━━━ SUPPLIED MATERIAL ━━━

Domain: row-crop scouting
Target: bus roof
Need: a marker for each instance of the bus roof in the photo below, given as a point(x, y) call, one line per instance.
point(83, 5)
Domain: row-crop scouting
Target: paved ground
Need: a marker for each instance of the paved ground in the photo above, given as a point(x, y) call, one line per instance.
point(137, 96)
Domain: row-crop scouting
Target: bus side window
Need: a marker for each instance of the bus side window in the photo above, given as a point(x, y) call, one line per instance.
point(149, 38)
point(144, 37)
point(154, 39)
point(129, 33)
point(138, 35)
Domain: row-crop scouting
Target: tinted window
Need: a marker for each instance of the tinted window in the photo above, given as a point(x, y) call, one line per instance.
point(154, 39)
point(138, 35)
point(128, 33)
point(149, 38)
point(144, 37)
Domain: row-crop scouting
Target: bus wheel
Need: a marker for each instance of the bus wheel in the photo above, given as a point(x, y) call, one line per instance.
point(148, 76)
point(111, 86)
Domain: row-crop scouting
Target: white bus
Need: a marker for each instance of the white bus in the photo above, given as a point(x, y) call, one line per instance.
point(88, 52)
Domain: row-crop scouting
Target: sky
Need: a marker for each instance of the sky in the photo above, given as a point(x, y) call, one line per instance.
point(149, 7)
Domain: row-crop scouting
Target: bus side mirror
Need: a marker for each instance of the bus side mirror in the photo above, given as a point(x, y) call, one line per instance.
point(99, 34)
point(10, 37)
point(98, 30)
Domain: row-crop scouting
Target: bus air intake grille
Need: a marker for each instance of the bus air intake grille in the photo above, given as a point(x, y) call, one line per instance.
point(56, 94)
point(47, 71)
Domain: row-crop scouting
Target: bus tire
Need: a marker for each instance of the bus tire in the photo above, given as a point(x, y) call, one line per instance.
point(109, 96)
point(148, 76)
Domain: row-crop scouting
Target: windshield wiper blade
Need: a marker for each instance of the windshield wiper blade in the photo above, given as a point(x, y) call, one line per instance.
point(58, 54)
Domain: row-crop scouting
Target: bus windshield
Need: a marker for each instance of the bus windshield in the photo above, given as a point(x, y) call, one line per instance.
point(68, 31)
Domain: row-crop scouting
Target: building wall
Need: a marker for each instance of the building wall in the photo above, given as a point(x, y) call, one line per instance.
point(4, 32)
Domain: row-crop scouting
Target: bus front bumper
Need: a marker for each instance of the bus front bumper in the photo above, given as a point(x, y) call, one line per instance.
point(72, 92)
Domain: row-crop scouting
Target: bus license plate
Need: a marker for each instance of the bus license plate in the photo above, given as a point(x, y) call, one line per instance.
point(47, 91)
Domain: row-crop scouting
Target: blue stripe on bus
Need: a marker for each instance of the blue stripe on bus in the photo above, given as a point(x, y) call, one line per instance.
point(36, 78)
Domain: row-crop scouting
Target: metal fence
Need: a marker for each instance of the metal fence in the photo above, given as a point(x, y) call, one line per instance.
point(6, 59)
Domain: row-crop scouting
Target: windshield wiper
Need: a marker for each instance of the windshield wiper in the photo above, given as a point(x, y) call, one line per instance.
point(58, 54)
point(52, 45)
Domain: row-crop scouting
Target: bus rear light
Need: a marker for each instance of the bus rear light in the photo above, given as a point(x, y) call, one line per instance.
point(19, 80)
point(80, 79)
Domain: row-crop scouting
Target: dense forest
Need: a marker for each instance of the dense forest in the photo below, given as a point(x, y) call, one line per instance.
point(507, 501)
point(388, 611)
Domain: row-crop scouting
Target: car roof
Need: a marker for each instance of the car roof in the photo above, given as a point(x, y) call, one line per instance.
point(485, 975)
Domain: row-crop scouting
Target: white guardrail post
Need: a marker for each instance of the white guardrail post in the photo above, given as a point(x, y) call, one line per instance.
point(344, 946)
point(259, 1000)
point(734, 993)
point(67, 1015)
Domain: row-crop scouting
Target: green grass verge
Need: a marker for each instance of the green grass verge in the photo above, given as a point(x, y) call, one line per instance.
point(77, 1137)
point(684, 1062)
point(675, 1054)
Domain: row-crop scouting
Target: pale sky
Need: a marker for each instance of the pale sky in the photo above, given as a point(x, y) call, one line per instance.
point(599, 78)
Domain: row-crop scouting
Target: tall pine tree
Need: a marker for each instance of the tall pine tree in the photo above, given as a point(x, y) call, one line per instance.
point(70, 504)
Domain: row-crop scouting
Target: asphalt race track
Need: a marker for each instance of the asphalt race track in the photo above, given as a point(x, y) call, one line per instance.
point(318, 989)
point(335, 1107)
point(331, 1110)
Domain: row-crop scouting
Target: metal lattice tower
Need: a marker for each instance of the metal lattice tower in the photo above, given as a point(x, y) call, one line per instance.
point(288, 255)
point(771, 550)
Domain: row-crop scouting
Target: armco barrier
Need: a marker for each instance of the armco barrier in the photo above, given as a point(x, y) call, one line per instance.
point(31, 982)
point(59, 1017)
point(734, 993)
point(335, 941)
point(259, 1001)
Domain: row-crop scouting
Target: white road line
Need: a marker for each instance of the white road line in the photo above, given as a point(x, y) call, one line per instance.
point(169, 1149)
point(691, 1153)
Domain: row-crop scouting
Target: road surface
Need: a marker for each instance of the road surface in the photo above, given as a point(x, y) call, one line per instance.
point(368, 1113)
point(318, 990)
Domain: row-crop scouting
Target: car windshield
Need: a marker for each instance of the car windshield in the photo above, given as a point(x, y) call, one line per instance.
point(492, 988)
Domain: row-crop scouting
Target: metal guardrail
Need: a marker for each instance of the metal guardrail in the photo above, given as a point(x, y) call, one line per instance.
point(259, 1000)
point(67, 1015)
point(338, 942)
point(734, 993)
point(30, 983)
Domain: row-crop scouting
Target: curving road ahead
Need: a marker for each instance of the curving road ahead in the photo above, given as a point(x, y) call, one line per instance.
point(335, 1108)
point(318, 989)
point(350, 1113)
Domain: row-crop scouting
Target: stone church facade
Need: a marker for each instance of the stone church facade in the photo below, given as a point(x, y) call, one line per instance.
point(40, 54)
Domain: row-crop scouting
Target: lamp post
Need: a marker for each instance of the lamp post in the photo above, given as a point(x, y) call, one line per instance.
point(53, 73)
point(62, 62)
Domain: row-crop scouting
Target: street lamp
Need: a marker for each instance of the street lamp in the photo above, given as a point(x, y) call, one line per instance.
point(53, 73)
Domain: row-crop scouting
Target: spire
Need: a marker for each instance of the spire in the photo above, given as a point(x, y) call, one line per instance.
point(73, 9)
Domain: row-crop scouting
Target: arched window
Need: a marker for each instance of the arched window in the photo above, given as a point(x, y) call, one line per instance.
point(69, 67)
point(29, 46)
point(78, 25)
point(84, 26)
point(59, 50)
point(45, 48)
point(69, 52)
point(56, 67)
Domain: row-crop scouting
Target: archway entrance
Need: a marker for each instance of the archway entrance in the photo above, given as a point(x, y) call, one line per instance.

━━━

## WHAT TO DO
Transcribe the full listing above without leaving anything out.

## ANSWER TO THE EXERCISE
Domain: row-crop scouting
Target: bus roof
Need: a marker for each instance of the bus roof in the photo below, given as a point(x, y) call, one line per instance.
point(83, 5)
Domain: row-crop scouting
Target: paved ground
Need: a marker for each instance of the paved ground in the photo above, given as a point(x, y) call, one line per instance.
point(137, 96)
Domain: row-crop scouting
Target: bus side window
Need: a marker for each instance of the bus side window in the photo above, given as a point(x, y) call, one line per instance.
point(149, 38)
point(144, 37)
point(154, 39)
point(129, 33)
point(138, 35)
Domain: row-crop scouting
Target: tinted window
Need: a marker for each instance of the tinted window in the photo above, given as a point(x, y) call, one line per instance.
point(154, 39)
point(138, 35)
point(128, 33)
point(149, 38)
point(144, 37)
Domain: row-crop scouting
Target: bus wheel
Need: a marker for each instance of the bus wheel in the photo above, given as a point(x, y) call, one line per instance.
point(148, 76)
point(111, 86)
Domain: row-crop scouting
Target: white bus
Need: a marker for each instance of the white bus in the photo above, given as a point(x, y) call, one line per instance.
point(88, 52)
Domain: row-crop scouting
Target: sky
Need: a marker for each instance of the sky in the photo above, given as a point(x, y) call, one line per instance.
point(149, 7)
Domain: row-crop scouting
Target: bus side mirror
Need: a marker for each instance of the bus side mirror in the photo above, given as a point(x, y) call, one line per instance.
point(99, 34)
point(10, 37)
point(98, 30)
Domain: row-crop scouting
Target: bus air intake grille
Need: a marker for each instance of the bus air intake grille in the photo above, given as a point(x, y) call, one line per instance.
point(56, 94)
point(47, 71)
Domain: row-crop scouting
Target: bus tire
Need: a marker for each instance of the bus tire in the photo above, given as a point(x, y) call, one line per instance.
point(109, 96)
point(148, 76)
Domain: row-crop scouting
Target: windshield wiper blade
Need: a marker for each instance of the windshield wiper blade in the photo above, given as a point(x, y) call, one line per instance.
point(58, 54)
Domain: row-crop scouting
Target: bus windshield
Need: a marker for each instance of the bus windshield in the photo above, given as a point(x, y) call, one line per instance.
point(68, 31)
Domain: row-crop scouting
Target: building wall
Need: a marker for each instance of the building wall in the photo above, given as a point(x, y) call, one line per instance.
point(4, 32)
Domain: row-crop scouting
Target: bus front bumper
Need: a marker for each instance of the bus front bumper in the photo above, given as a point(x, y) call, one line per instance.
point(72, 92)
Domain: row-crop scouting
Target: bus license plate
Need: a marker for each instance of the bus license plate in the photo above, given as a point(x, y) call, one line per instance.
point(47, 91)
Domain: row-crop scouting
Target: blue stripe on bus
Need: a marker for each instance of the blue stripe on bus in the photo above, given as a point(x, y) call, one line per instance.
point(36, 78)
Domain: row-crop scouting
Target: metal fence
Need: a marker for each instance of the metal fence in the photo above, given as a point(x, y) call, one line per instance.
point(6, 59)
Domain: row-crop scouting
Target: windshield wiper
Need: a marker for each instance of the windshield wiper in the photo above, given as a point(x, y) call, one line per instance.
point(58, 54)
point(52, 45)
Domain: row-crop scouting
Target: bus rear light
Need: a marker for each instance of the bus rear light in the photo above, given as a point(x, y) call, one line per instance.
point(19, 80)
point(80, 79)
Domain: row-crop scouting
Target: dense forest
Need: a marker for each instance of the dense forest in the photo below, given as a point(x, y) call, one line per instance.
point(507, 501)
point(388, 611)
Domain: row-crop scouting
Target: car roof
Need: a marker for each instance of the car roof in the photo above, given as a point(x, y) call, one line per instance.
point(485, 975)
Domain: row-crop scouting
Target: white guardrail post
Need: a marker for each instance of the white guardrail post in the photo above, given as a point(x, y) call, one line per instance.
point(344, 946)
point(259, 1000)
point(734, 993)
point(67, 1015)
Domain: row-crop scouting
Target: green grass verge
Need: a marker for each instance of the green grass verge in the photo above, given as a point(x, y) call, one line per instance.
point(77, 1137)
point(684, 1062)
point(675, 1054)
Domain: row-crop scouting
Target: pale sky
Need: a marker for each instance of the pale sky in the photo above, given as a point(x, y) call, one line per instance.
point(599, 78)
Domain: row-crop scouting
Target: tall pine tree
Need: a marker for each instance of the tall pine tree in the photo above, given as a point(x, y) call, one line per instance.
point(70, 504)
Domain: row-crop scouting
Target: asphalt race track
Need: a marker for each instance of the asphalt race track in the photo above, given as a point(x, y) call, one line per instance.
point(318, 989)
point(335, 1107)
point(331, 1110)
Domain: row-crop scouting
Target: metal lattice tower
Need: a marker for each instance of the metal lattice tower in the photo above, given as a point(x, y) call, one line per instance.
point(288, 255)
point(771, 550)
Domain: row-crop scouting
Target: armco barrier
Need: a marker for each instance of the armco barrier in the photo above, given as a point(x, y) call, one line per instance.
point(31, 982)
point(59, 1017)
point(734, 993)
point(335, 941)
point(259, 1001)
Domain: row-crop scouting
Target: white road line
Need: a marker for each instance of the white road line in the photo above, given as a point(x, y) call, one line per instance.
point(169, 1149)
point(691, 1153)
Domain: row-crop scouting
Target: road surface
Need: a marker for each instance of the road surface in the photo above, given as a point(x, y) call, one line per instance.
point(368, 1113)
point(318, 990)
Domain: row-crop scouting
Target: car windshield
Need: a marker for each instance of the car windshield in the photo above, given as a point(x, y) call, one line per instance.
point(492, 988)
Domain: row-crop scouting
Target: metal guardrail
Need: a marker for each instance of the metal guardrail in the photo above, given as a point(x, y) call, one line per instance.
point(259, 1000)
point(67, 1015)
point(338, 942)
point(734, 993)
point(30, 983)
Domain: row-crop scouting
Target: curving road ahead
Need: a marker for each instance of the curving road ahead in the photo above, given as a point(x, y) call, one line per instance.
point(335, 1108)
point(318, 989)
point(350, 1113)
Domain: row-crop scouting
Target: stone church facade
Need: a marker for each instance of the stone church facade in the photo below, given as a point(x, y) call, one line per instance.
point(40, 54)
Domain: row-crop scouting
Target: lamp post
Need: a marker for each instance of the lamp post in the photo above, given as a point(x, y) call, one line per instance.
point(53, 73)
point(62, 62)
Domain: row-crop scouting
Target: street lamp
Need: a marker for each instance of the street lamp in the photo above, given as a point(x, y) call, one line per instance.
point(53, 73)
Domain: row-crop scouting
Target: spire
Need: a marker for each instance of the spire in the photo above, given as a point(x, y) call, one line per instance.
point(73, 9)
Domain: row-crop scouting
Target: arched window
Need: a marker for each instance of the arched window in the photo above, given as a point(x, y) call, one line per instance.
point(69, 67)
point(29, 46)
point(78, 25)
point(84, 26)
point(59, 50)
point(45, 48)
point(69, 52)
point(56, 67)
Domain: row-crop scouting
Target: archway entrance
Need: a marker for each instance of the archway entrance in the photo above, given as a point(x, y) call, one line per instance.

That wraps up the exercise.